— Begin EXCERPT PROVIDED —
Use of White Quartz Sand as Fine Aggregate in Concrete for Hydraulic Structures
This paper presents experimental results on mechanical and durability properties such as chloride ion permeability tests, water absorption of modified concrete containing whiter sand used as fine aggregate to partial or complete replacement of river sand. At the same time, the influence of mineral admixtures upto 35% contained in the mixture with and without nanosilica was used at 1 and 1,5% by wt. of cement as a partial replacement of cement on the properties of concrete was also studied. The results indicated that increase of white sand content replacement improves the chloride permeability and water absorption resistance of concrete. It was shown that when the replacement rate of white sand upto 100%, the water-absorption and chloride ion permeability values got been values of 0.374% and 72.4 C, respectively. Meanwhile, the reference sample containing 100% river sand obtained values of 0.442% and 284.2 C, respectively. The lowest water absorption and chloride ion permeability value in these concrete samples studied belongs to the nanosilica series with 66.2 C for № NS2 mixture, decreased by 5.97 and 6.89% compared to the control sample № NS1 and № NR1 (containing 1% Nano-SiO2), respectively. Also, the test results revealed that the optimum content of the white sand was 60% to produce the maximum increase in strength, in which the compressive strength value reached 95.5 MPa, flexural strength attained 9.78 MPa, and splitting tensile strength achieved 7.26 MPa at 28 days curing age.
— End EXCERPT PROVIDED —
— Begin SOURCE DATA —
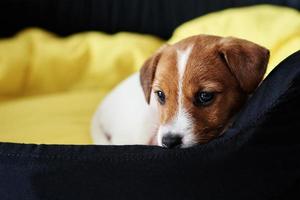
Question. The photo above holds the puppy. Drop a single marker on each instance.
(185, 94)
— End SOURCE DATA —
* BRIEF
Reproduce the abstract on white quartz sand in concrete word for word, including its title.

* OUTPUT OF THE EXERCISE
Use of White Quartz Sand as Fine Aggregate in Concrete for Hydraulic Structures
This paper presents experimental results on mechanical and durability properties such as chloride ion permeability tests, water absorption of modified concrete containing whiter sand used as fine aggregate to partial or complete replacement of river sand. At the same time, the influence of mineral admixtures upto 35% contained in the mixture with and without nanosilica was used at 1 and 1,5% by wt. of cement as a partial replacement of cement on the properties of concrete was also studied. The results indicated that increase of white sand content replacement improves the chloride permeability and water absorption resistance of concrete. It was shown that when the replacement rate of white sand upto 100%, the water-absorption and chloride ion permeability values got been values of 0.374% and 72.4 C, respectively. Meanwhile, the reference sample containing 100% river sand obtained values of 0.442% and 284.2 C, respectively. The lowest water absorption and chloride ion permeability value in these concrete samples studied belongs to the nanosilica series with 66.2 C for № NS2 mixture, decreased by 5.97 and 6.89% compared to the control sample № NS1 and № NR1 (containing 1% Nano-SiO2), respectively. Also, the test results revealed that the optimum content of the white sand was 60% to produce the maximum increase in strength, in which the compressive strength value reached 95.5 MPa, flexural strength attained 9.78 MPa, and splitting tensile strength achieved 7.26 MPa at 28 days curing age.